__Task details__. Reproduce every one of the rows below in full, requests included, shifting each pixel coordinate in the answer boxes up by 36.

--- Raw data ---

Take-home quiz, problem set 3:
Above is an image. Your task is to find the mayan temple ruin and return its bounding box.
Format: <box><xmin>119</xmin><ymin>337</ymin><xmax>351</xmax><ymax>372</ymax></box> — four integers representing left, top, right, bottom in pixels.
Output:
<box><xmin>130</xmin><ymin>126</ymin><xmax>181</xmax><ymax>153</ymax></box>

---

__Answer to this task__.
Take-home quiz, problem set 3:
Above is an image. Your task is to find the mayan temple ruin and return its bounding box.
Format: <box><xmin>119</xmin><ymin>337</ymin><xmax>351</xmax><ymax>372</ymax></box> — four integers representing left, top, right, bottom in pixels.
Output:
<box><xmin>166</xmin><ymin>162</ymin><xmax>217</xmax><ymax>189</ymax></box>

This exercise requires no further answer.